Segmentation labeling items:
══════════════════════════════

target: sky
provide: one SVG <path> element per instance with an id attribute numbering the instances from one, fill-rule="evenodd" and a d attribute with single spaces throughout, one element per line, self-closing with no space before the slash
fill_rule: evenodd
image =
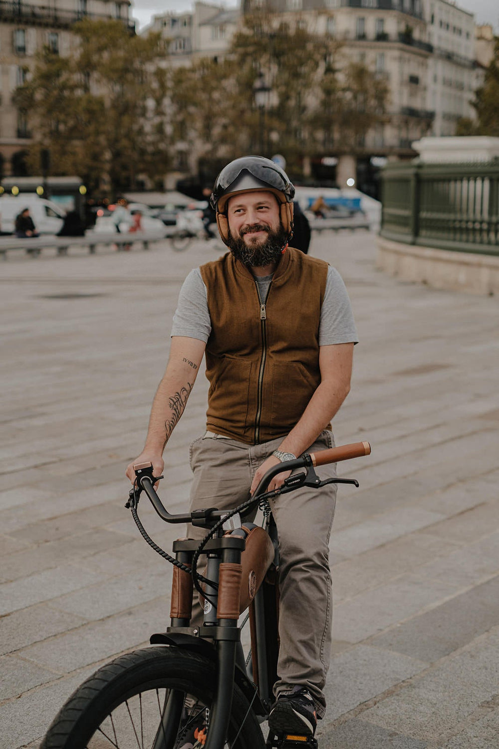
<path id="1" fill-rule="evenodd" d="M 239 0 L 207 0 L 214 5 L 226 5 L 233 7 L 239 4 Z M 477 23 L 492 23 L 496 34 L 499 34 L 499 3 L 498 0 L 458 0 L 455 4 L 464 10 L 474 13 Z M 168 10 L 190 10 L 194 0 L 132 0 L 130 16 L 139 22 L 139 28 L 149 23 L 154 15 L 167 13 Z"/>

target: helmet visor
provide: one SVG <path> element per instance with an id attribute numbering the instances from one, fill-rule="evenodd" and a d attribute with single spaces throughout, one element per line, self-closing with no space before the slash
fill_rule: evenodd
<path id="1" fill-rule="evenodd" d="M 244 171 L 249 172 L 250 175 L 263 184 L 262 189 L 264 189 L 264 186 L 266 185 L 282 192 L 288 202 L 293 200 L 295 188 L 290 182 L 286 172 L 281 167 L 269 159 L 248 156 L 231 161 L 221 170 L 213 188 L 212 204 L 214 202 L 218 203 L 218 199 L 224 195 L 227 188 L 237 180 L 237 178 Z"/>

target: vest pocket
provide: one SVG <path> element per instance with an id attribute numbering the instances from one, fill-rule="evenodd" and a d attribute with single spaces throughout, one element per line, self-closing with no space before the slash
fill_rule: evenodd
<path id="1" fill-rule="evenodd" d="M 320 377 L 316 379 L 301 362 L 275 362 L 269 425 L 292 429 L 301 417 L 319 382 Z"/>
<path id="2" fill-rule="evenodd" d="M 240 434 L 246 427 L 251 362 L 224 357 L 208 392 L 208 421 Z"/>

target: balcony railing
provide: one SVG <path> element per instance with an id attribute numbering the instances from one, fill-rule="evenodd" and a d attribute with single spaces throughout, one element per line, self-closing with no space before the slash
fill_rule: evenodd
<path id="1" fill-rule="evenodd" d="M 416 117 L 420 120 L 434 120 L 435 112 L 429 109 L 416 109 L 413 106 L 401 106 L 400 114 L 405 117 Z"/>
<path id="2" fill-rule="evenodd" d="M 349 31 L 345 31 L 342 34 L 339 34 L 337 38 L 339 40 L 352 40 L 352 34 Z M 433 52 L 433 45 L 429 44 L 428 42 L 422 42 L 419 39 L 414 39 L 410 34 L 391 34 L 385 31 L 382 33 L 367 34 L 364 32 L 356 31 L 353 36 L 355 41 L 360 42 L 383 42 L 384 43 L 398 43 L 398 44 L 407 44 L 408 46 L 414 47 L 416 49 L 422 49 L 423 52 L 429 52 L 430 54 Z"/>
<path id="3" fill-rule="evenodd" d="M 499 162 L 389 164 L 382 180 L 382 237 L 499 255 Z"/>
<path id="4" fill-rule="evenodd" d="M 135 32 L 135 25 L 128 18 L 113 19 L 111 16 L 96 13 L 66 10 L 43 5 L 26 5 L 16 0 L 0 0 L 0 21 L 26 25 L 54 26 L 61 28 L 72 26 L 84 18 L 95 21 L 123 21 L 130 31 Z"/>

══════════════════════════════

WORK TO BE COMPLETED -> Can you update the records above by changing every "numbering" to "counting" and leaving all else as it stands? Leave the pictures out of your answer.

WORKED ANSWER ->
target: sky
provide: one SVG <path> element per instance with an id attribute counting the instances from one, fill-rule="evenodd" and a d attribute with single spaces throughout, one element per line, self-closing with no space before the slash
fill_rule: evenodd
image =
<path id="1" fill-rule="evenodd" d="M 239 0 L 207 0 L 214 5 L 226 5 L 233 7 L 239 4 Z M 477 23 L 492 23 L 496 34 L 499 34 L 499 3 L 498 0 L 458 0 L 455 4 L 464 10 L 474 13 Z M 168 10 L 190 10 L 194 0 L 132 0 L 130 16 L 139 22 L 139 28 L 149 23 L 154 15 L 167 13 Z"/>

target: helmet visor
provide: one SVG <path> element per instance with an id attribute counting the instances from one, fill-rule="evenodd" and a d attribute with single spaces throughout, one element per line, self-closing with no space before the slash
fill_rule: evenodd
<path id="1" fill-rule="evenodd" d="M 244 171 L 249 172 L 250 175 L 263 184 L 262 189 L 264 189 L 264 186 L 266 185 L 282 192 L 288 202 L 293 200 L 295 188 L 290 182 L 286 172 L 281 167 L 269 159 L 248 156 L 231 161 L 221 170 L 213 188 L 212 204 L 214 202 L 218 203 L 218 199 L 224 195 L 227 188 L 237 180 L 237 178 Z"/>

target: vest pocket
provide: one SVG <path> element per instance with an id attribute counting the instances from one, fill-rule="evenodd" and a d attribute with single spaces throughout, one element per line, self-closing with no space before the slash
fill_rule: evenodd
<path id="1" fill-rule="evenodd" d="M 320 377 L 316 379 L 301 362 L 275 362 L 269 425 L 292 429 L 301 417 L 319 382 Z"/>
<path id="2" fill-rule="evenodd" d="M 240 434 L 246 427 L 251 362 L 224 357 L 208 392 L 208 421 Z"/>

target: balcony railing
provide: one SVG <path> element per instance with an id attribute counting the instances from one, fill-rule="evenodd" and a d attribute with single spaces throughout, one element per line, self-closing with no space before the slash
fill_rule: evenodd
<path id="1" fill-rule="evenodd" d="M 416 117 L 420 120 L 434 120 L 435 112 L 429 109 L 416 109 L 413 106 L 401 106 L 400 114 L 405 117 Z"/>
<path id="2" fill-rule="evenodd" d="M 349 31 L 345 31 L 342 34 L 339 34 L 337 38 L 339 40 L 352 40 L 352 34 Z M 433 52 L 433 45 L 429 44 L 428 42 L 422 42 L 419 39 L 414 39 L 410 34 L 391 34 L 385 31 L 382 33 L 367 34 L 364 32 L 356 31 L 353 36 L 355 41 L 360 42 L 383 42 L 384 43 L 398 43 L 398 44 L 407 44 L 408 46 L 414 47 L 416 49 L 422 49 L 423 52 L 429 52 L 430 54 Z"/>
<path id="3" fill-rule="evenodd" d="M 499 162 L 389 164 L 382 180 L 382 237 L 499 255 Z"/>
<path id="4" fill-rule="evenodd" d="M 135 32 L 135 25 L 128 18 L 113 19 L 111 16 L 96 13 L 66 10 L 43 5 L 26 5 L 16 0 L 0 0 L 0 21 L 26 25 L 54 26 L 61 28 L 72 26 L 84 18 L 95 21 L 123 21 L 130 31 Z"/>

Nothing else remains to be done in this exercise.